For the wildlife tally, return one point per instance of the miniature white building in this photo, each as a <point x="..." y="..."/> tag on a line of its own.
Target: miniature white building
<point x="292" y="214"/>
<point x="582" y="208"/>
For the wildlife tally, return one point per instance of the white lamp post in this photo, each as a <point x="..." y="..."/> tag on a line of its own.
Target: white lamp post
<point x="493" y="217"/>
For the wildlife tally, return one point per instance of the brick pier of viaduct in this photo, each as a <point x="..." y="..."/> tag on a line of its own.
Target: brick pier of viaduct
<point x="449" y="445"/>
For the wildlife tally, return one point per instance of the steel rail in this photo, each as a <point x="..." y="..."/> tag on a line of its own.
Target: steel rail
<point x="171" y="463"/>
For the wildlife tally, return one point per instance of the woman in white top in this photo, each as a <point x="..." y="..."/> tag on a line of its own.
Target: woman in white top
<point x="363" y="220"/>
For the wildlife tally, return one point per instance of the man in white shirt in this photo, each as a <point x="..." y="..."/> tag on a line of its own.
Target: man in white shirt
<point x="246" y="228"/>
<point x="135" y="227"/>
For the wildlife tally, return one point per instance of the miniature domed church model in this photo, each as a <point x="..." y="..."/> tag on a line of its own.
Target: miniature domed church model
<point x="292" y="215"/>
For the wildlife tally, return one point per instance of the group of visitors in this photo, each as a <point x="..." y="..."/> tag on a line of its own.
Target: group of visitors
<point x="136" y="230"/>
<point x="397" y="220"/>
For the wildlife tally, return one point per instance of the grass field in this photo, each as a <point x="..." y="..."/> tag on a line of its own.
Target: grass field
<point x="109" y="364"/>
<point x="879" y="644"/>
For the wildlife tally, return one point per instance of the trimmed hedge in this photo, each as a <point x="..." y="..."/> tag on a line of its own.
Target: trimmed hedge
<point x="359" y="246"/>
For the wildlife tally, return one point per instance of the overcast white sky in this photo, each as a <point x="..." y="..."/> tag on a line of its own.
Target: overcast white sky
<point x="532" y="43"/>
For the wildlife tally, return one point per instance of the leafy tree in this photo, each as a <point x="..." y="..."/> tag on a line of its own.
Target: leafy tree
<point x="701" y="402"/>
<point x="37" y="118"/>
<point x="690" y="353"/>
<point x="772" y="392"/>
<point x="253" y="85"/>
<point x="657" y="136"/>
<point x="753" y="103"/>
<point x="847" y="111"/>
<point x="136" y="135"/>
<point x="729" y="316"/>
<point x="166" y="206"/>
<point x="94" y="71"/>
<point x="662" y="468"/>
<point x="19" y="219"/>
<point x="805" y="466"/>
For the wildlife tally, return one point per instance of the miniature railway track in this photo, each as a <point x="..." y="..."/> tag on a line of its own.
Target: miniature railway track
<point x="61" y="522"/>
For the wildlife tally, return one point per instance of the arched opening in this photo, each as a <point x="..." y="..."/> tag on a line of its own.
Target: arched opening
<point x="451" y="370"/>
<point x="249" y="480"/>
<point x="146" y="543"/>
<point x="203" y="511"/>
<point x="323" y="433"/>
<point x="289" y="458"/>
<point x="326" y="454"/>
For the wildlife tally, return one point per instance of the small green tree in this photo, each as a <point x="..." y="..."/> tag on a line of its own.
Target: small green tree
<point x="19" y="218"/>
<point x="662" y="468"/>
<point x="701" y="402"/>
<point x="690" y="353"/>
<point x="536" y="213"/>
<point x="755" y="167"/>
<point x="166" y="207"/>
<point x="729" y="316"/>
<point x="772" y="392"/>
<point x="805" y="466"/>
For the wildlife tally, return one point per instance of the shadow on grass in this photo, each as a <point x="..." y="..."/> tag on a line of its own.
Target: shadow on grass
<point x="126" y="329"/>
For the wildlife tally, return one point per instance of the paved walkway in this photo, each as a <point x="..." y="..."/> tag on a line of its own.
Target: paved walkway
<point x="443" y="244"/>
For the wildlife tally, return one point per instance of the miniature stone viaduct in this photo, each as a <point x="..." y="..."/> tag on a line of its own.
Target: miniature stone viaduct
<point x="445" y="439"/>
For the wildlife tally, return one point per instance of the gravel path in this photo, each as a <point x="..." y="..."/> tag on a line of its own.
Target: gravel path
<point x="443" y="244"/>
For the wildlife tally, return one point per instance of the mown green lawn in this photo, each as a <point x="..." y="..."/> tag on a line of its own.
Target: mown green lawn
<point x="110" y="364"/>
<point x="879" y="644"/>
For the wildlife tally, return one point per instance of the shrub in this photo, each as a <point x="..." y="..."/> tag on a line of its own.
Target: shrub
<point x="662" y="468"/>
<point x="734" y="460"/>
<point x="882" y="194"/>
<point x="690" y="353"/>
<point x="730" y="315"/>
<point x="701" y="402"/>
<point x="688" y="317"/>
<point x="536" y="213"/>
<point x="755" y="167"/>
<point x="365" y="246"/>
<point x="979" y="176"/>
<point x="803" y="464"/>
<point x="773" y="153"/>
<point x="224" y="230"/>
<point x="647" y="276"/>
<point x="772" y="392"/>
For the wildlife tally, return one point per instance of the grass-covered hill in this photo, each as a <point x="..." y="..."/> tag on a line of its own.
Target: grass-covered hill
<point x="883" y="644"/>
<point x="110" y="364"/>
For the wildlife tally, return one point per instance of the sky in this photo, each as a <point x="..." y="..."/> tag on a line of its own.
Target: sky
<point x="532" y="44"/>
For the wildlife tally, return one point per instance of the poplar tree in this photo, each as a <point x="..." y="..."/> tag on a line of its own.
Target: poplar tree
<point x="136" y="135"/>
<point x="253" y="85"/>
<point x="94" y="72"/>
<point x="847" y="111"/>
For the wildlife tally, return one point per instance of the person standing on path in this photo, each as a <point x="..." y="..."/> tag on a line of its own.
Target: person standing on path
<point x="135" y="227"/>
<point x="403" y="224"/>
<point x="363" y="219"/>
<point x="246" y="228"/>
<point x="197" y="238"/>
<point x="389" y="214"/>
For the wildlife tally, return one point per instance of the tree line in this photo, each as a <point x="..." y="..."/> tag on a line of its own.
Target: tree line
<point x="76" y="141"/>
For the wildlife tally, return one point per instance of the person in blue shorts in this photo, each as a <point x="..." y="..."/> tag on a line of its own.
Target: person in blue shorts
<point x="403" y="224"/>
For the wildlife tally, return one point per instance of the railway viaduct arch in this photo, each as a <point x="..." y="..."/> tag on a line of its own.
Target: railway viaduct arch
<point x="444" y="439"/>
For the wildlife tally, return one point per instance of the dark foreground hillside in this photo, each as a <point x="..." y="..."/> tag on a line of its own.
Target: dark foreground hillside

* [Task goal] Please give all of the data above as a numbered list, one line per item, with blank lines left out.

* [Written response]
1. For the wildlife tally, return one point per instance of the miniature white building in this photo, each as a <point x="..." y="..."/> tag on a line of its own.
2. Target: miniature white building
3. <point x="292" y="214"/>
4. <point x="582" y="208"/>
5. For the wildlife tally, return one point per instance of the white lamp post in this photo, each as a <point x="..." y="..."/> tag on a line of its own.
6. Target: white lamp post
7. <point x="493" y="217"/>
8. For the wildlife tally, return one point per instance of the brick pier of viaduct in this photo, each as a <point x="..." y="..."/> tag on a line of its own.
9. Target: brick pier of viaduct
10. <point x="449" y="445"/>
11. For the wildlife tally, return one point per instance of the steel rail in this photo, each as a <point x="..." y="..."/> tag on a line of its own.
12. Target: steel rail
13. <point x="171" y="463"/>
14. For the wildlife tally, return one point per instance of the woman in white top in this photo, each as a <point x="..." y="..."/> tag on a line of its own.
15. Target: woman in white top
16. <point x="363" y="220"/>
17. For the wildlife tally, return one point per instance of the man in white shirt in this photo, each as a <point x="..." y="..."/> tag on a line of its own.
18. Target: man in white shirt
19. <point x="246" y="228"/>
20. <point x="135" y="227"/>
21. For the wildlife tally, return one point per instance of the miniature domed church model in this photo, each as a <point x="..." y="..."/> tag on a line of its own.
22. Target: miniature domed church model
23. <point x="292" y="215"/>
24. For the wildlife tally, return one point per instance of the group of visitors in this photo, each as a <point x="..." y="..."/> tag on a line of its own.
25. Target: group of visitors
26. <point x="136" y="230"/>
27. <point x="397" y="220"/>
28. For the wildlife tally, return one point per instance of the grass field in this photo, each as a <point x="..." y="..."/> tag on a line of its own.
29. Target: grass field
30. <point x="109" y="364"/>
31. <point x="879" y="644"/>
32. For the wildlife tally, return one point per instance of the trimmed hedge in this photo, each as a <point x="..." y="..."/> tag on a line of its own.
33. Target: trimmed hedge
34. <point x="359" y="246"/>
35. For the wildlife tally, return one point per instance of the overcast white sky in this photo, each as a <point x="..." y="..."/> tag on a line of its own.
36. Target: overcast white sky
37. <point x="532" y="43"/>
38. For the wildlife tally, return one point per instance of the leafy tree in this photo, each as a <point x="..." y="..."/> tag on a line of its own.
39. Target: leafy tree
40. <point x="701" y="402"/>
41. <point x="37" y="118"/>
42. <point x="690" y="353"/>
43. <point x="772" y="392"/>
44. <point x="253" y="85"/>
45. <point x="657" y="136"/>
46. <point x="753" y="103"/>
47. <point x="847" y="111"/>
48. <point x="136" y="135"/>
49. <point x="729" y="316"/>
50. <point x="166" y="206"/>
51. <point x="94" y="71"/>
52. <point x="662" y="468"/>
53. <point x="19" y="219"/>
54. <point x="805" y="466"/>
55. For the wildlife tally, return one point per instance of the miniature railway track in this photo, each as a <point x="..." y="..."/> tag on a line of its own.
56. Target: miniature railway track
57. <point x="61" y="522"/>
58. For the wildlife tally, return one point per instance of the arched opening in this photo, each as a <point x="..." y="..."/> tag on a line of its own.
59. Target: arched opening
60. <point x="451" y="370"/>
61. <point x="249" y="480"/>
62. <point x="146" y="543"/>
63. <point x="203" y="511"/>
64. <point x="323" y="433"/>
65. <point x="289" y="458"/>
66. <point x="326" y="454"/>
67. For the wildlife tally, return one point per instance of the small green tree in this photo, each as a <point x="..." y="..."/> tag on a line of its own.
68. Target: small green tree
69. <point x="19" y="218"/>
70. <point x="662" y="468"/>
71. <point x="701" y="402"/>
72. <point x="690" y="353"/>
73. <point x="536" y="213"/>
74. <point x="755" y="167"/>
75. <point x="166" y="207"/>
76. <point x="729" y="316"/>
77. <point x="772" y="392"/>
78. <point x="805" y="466"/>
79. For the wildlife tally, return one point per instance of the shadow on grass in this photo, each as a <point x="..." y="..."/> tag on a line of its own.
80. Target: shadow on grass
81. <point x="126" y="329"/>
82. For the wildlife tally, return one point per instance of the paved walkway in this photo, each as a <point x="..." y="..."/> tag on a line of its own.
83. Target: paved walkway
84. <point x="443" y="244"/>
85. For the wildlife tally, return one point per instance of the miniature stone viaduct in this photo, each as a <point x="..." y="..."/> tag on a line of its own.
86. Target: miniature stone viaduct
87. <point x="445" y="439"/>
88. For the wildlife tally, return one point per instance of the gravel path in this photo, each as a <point x="..." y="..."/> tag on a line of its own.
89. Target: gravel path
90. <point x="443" y="244"/>
91. For the wildlife tally, return one point per instance of the mown green lawn in this photo, each as a <point x="..." y="..."/> tag on a line of its own.
92. Target: mown green lawn
93. <point x="110" y="364"/>
94. <point x="879" y="644"/>
95. For the wildlife tally, return one point per instance of the shrub in this photo, each as a <point x="..." y="..."/> tag on a line of its own.
96. Target: shrub
97. <point x="662" y="468"/>
98. <point x="734" y="460"/>
99. <point x="882" y="194"/>
100. <point x="690" y="353"/>
101. <point x="730" y="315"/>
102. <point x="701" y="402"/>
103. <point x="688" y="317"/>
104. <point x="536" y="213"/>
105. <point x="755" y="167"/>
106. <point x="365" y="246"/>
107. <point x="979" y="176"/>
108. <point x="803" y="464"/>
109. <point x="773" y="153"/>
110. <point x="224" y="230"/>
111. <point x="647" y="276"/>
112. <point x="772" y="392"/>
113. For the wildlife tally, return one point per instance of the grass-covered hill in this photo, each as a <point x="..." y="..."/> tag on a line of its own.
114. Target: grass-covered hill
115. <point x="883" y="644"/>
116. <point x="110" y="364"/>
117. For the wildlife tally, return one point per instance of the sky in this photo, each as a <point x="..." y="..."/> tag on a line of its own.
118. Target: sky
119. <point x="532" y="44"/>
120. For the wildlife tally, return one point per instance of the poplar tree in this photo, each as a <point x="..." y="..."/> tag on a line of its own.
121. Target: poplar tree
122. <point x="136" y="135"/>
123. <point x="253" y="85"/>
124. <point x="94" y="72"/>
125. <point x="847" y="111"/>
126. For the wildlife tally, return one point per instance of the person standing on path in this photo, each as a <point x="..." y="..."/> tag on a line of its own.
127. Target: person standing on path
128. <point x="135" y="227"/>
129. <point x="403" y="224"/>
130. <point x="363" y="219"/>
131. <point x="246" y="228"/>
132. <point x="197" y="238"/>
133. <point x="389" y="214"/>
134. For the wildlife tally, return one point per instance of the tree line in this photo, each as a <point x="..." y="..."/> tag on a line of its own.
135. Target: tree line
136. <point x="76" y="141"/>
137. For the wildlife tally, return one point per instance of the person in blue shorts in this photo, each as a <point x="..." y="..."/> tag on a line of its own.
138. Target: person in blue shorts
139. <point x="403" y="224"/>
140. For the wildlife tally, return one point per instance of the railway viaduct arch in this photo, each as a <point x="..." y="..."/> tag on a line of its own.
141. Target: railway viaduct arch
142. <point x="444" y="439"/>
143. For the wildlife tally, return one point per instance of the dark foreground hillside in this photo, each as a <point x="..." y="..."/> tag on a line of its own.
144. Target: dark foreground hillside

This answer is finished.